+++ Exercise data +++
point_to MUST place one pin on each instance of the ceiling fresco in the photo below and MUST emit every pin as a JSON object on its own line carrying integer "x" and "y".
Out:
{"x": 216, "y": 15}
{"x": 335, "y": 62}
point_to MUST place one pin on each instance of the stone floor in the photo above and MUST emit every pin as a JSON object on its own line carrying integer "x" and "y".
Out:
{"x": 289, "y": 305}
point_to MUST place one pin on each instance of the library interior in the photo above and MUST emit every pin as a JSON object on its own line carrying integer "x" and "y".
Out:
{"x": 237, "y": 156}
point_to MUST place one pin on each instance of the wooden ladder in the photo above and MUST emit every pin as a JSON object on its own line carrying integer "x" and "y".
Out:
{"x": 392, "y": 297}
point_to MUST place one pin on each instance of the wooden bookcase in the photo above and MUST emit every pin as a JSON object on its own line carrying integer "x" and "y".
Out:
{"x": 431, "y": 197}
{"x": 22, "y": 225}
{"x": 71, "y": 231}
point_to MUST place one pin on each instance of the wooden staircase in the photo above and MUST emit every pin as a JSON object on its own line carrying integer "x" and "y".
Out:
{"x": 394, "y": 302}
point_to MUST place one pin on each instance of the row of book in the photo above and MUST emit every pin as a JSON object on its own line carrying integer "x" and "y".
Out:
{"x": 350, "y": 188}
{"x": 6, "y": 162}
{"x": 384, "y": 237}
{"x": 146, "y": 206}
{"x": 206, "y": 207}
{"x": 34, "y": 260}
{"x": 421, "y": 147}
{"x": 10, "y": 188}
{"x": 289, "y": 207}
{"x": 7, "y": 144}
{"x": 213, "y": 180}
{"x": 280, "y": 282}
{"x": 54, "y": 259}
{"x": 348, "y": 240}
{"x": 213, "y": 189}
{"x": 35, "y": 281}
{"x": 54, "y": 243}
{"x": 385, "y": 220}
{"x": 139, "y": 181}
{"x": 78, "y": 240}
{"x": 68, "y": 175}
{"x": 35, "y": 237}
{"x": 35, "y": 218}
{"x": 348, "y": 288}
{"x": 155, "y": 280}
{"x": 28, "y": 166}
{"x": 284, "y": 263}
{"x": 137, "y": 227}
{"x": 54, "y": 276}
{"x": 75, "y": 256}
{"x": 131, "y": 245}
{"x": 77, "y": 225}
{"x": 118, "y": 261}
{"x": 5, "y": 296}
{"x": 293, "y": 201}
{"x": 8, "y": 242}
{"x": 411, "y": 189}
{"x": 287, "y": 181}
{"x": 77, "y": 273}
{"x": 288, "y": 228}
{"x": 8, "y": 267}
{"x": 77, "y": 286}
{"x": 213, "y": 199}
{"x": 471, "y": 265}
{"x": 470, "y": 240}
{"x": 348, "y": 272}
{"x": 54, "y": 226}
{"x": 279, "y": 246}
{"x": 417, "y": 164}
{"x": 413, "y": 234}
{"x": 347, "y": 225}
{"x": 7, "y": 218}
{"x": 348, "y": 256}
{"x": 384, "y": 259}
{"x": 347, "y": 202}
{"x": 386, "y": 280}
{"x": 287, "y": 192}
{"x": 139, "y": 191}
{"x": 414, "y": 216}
+++
What is needed: Rewrite all of the data above with "marker" substituted for every occurrence of "pin", changing nothing else.

Written response:
point_to MUST place one marker on each instance of the ceiling fresco in the photo below and MUST emit every marker as a JSON object on its own line carrying integer "x" and "y".
Out:
{"x": 216, "y": 15}
{"x": 335, "y": 62}
point_to MUST place one marker on each instance of the stone floor in the photo above and MUST emit every marker as a JSON object on its own line carrying integer "x" and "y".
Out:
{"x": 289, "y": 305}
point_to MUST place one marker on each instance of the library interior in the photo above and MUST emit every marker as a JSON object on its own line carrying integer "x" and "y".
Out:
{"x": 237, "y": 156}
point_to MUST place one marker on each instance of the wooden ladder in the photo above and MUST emit every marker as a JSON object on its own line carrying integer "x" and "y".
Out:
{"x": 392, "y": 297}
point_to MUST place one marker on each instance of the wooden bookcase in the photo above and MUST emit every marker as a JSON object on its own line carrying integer "x" and "y".
Out:
{"x": 431, "y": 197}
{"x": 22, "y": 225}
{"x": 71, "y": 231}
point_to MUST place one marker on each instance of the wooden staircase in the photo above and MUST emit every marker as a JSON object on its own line carrying integer "x" and "y".
Out:
{"x": 394, "y": 302}
point_to MUST place one marker on each instance of the row of book in the photo above and MUST emit every marker as a JSON object on its own line carrying integer "x" and "y".
Out:
{"x": 350, "y": 188}
{"x": 6, "y": 162}
{"x": 384, "y": 237}
{"x": 146, "y": 206}
{"x": 206, "y": 207}
{"x": 34, "y": 260}
{"x": 421, "y": 147}
{"x": 10, "y": 188}
{"x": 289, "y": 207}
{"x": 7, "y": 144}
{"x": 213, "y": 180}
{"x": 280, "y": 282}
{"x": 54, "y": 259}
{"x": 348, "y": 240}
{"x": 213, "y": 189}
{"x": 35, "y": 281}
{"x": 54, "y": 243}
{"x": 385, "y": 220}
{"x": 139, "y": 181}
{"x": 78, "y": 240}
{"x": 68, "y": 175}
{"x": 35, "y": 237}
{"x": 35, "y": 218}
{"x": 348, "y": 288}
{"x": 155, "y": 280}
{"x": 28, "y": 166}
{"x": 284, "y": 263}
{"x": 137, "y": 227}
{"x": 54, "y": 276}
{"x": 75, "y": 256}
{"x": 131, "y": 245}
{"x": 77, "y": 225}
{"x": 118, "y": 261}
{"x": 5, "y": 296}
{"x": 293, "y": 201}
{"x": 8, "y": 242}
{"x": 411, "y": 189}
{"x": 287, "y": 181}
{"x": 77, "y": 273}
{"x": 288, "y": 228}
{"x": 8, "y": 267}
{"x": 77, "y": 286}
{"x": 213, "y": 199}
{"x": 471, "y": 265}
{"x": 470, "y": 240}
{"x": 348, "y": 272}
{"x": 54, "y": 226}
{"x": 279, "y": 246}
{"x": 417, "y": 164}
{"x": 413, "y": 234}
{"x": 347, "y": 225}
{"x": 7, "y": 218}
{"x": 348, "y": 256}
{"x": 384, "y": 259}
{"x": 347, "y": 202}
{"x": 386, "y": 280}
{"x": 287, "y": 192}
{"x": 139, "y": 191}
{"x": 414, "y": 216}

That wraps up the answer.